::: RECORDS FOR THIS EXERCISE

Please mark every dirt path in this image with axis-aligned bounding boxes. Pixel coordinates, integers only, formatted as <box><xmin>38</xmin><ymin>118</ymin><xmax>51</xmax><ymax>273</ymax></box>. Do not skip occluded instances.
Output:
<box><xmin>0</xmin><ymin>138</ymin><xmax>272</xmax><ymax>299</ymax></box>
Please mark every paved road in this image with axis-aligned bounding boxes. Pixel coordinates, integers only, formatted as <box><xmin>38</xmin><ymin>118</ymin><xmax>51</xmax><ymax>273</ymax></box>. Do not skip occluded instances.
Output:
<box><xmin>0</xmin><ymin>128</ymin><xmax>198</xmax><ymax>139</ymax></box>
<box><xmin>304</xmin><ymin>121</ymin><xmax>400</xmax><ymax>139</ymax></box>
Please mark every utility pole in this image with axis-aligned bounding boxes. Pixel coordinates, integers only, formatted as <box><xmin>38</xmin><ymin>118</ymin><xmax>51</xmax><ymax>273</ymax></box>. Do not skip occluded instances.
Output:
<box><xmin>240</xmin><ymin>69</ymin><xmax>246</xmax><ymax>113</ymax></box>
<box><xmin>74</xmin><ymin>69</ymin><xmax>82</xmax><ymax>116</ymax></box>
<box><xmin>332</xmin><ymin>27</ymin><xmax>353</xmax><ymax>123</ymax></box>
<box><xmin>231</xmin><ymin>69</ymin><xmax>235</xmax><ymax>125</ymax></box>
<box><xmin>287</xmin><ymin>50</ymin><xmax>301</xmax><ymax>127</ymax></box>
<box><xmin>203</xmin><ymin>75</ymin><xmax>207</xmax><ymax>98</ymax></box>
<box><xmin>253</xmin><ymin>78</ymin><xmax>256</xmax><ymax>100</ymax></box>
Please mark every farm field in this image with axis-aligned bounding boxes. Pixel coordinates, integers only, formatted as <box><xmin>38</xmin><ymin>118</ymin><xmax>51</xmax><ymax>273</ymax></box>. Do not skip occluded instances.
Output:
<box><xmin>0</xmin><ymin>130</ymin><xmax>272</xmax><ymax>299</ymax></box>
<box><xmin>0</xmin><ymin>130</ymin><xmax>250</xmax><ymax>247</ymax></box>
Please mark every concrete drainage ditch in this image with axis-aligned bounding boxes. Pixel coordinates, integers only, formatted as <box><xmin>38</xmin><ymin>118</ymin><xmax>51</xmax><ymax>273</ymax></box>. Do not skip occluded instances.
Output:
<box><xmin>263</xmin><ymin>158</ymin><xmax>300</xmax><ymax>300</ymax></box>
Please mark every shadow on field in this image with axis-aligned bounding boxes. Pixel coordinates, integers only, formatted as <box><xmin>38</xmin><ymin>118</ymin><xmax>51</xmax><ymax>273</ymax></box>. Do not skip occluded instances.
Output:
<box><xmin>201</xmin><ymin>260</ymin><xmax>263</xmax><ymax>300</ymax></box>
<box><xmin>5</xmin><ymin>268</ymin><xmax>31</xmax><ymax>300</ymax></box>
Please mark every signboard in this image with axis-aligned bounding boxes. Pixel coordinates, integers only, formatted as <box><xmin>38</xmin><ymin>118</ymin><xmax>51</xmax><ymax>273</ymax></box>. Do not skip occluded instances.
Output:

::::::
::: RECORDS FOR THIS EXERCISE

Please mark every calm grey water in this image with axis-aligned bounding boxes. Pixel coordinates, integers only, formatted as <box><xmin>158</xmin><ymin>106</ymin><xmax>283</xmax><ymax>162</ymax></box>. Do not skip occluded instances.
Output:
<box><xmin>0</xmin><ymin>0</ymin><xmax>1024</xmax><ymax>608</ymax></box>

::::::

Identify every line of the items above that contains the word "field", and copy each such line in full.

Please mark every farm field in this image with axis-aligned bounding boxes. Pixel coordinates, integers only, formatted as <box><xmin>38</xmin><ymin>118</ymin><xmax>51</xmax><ymax>273</ymax></box>. Do not skip occluded instances.
Please mark every shadow on field in this image with axis-aligned bounding boxes. Pixel coordinates, integers only, formatted as <box><xmin>38</xmin><ymin>118</ymin><xmax>51</xmax><ymax>273</ymax></box>. Do not skip occluded instances.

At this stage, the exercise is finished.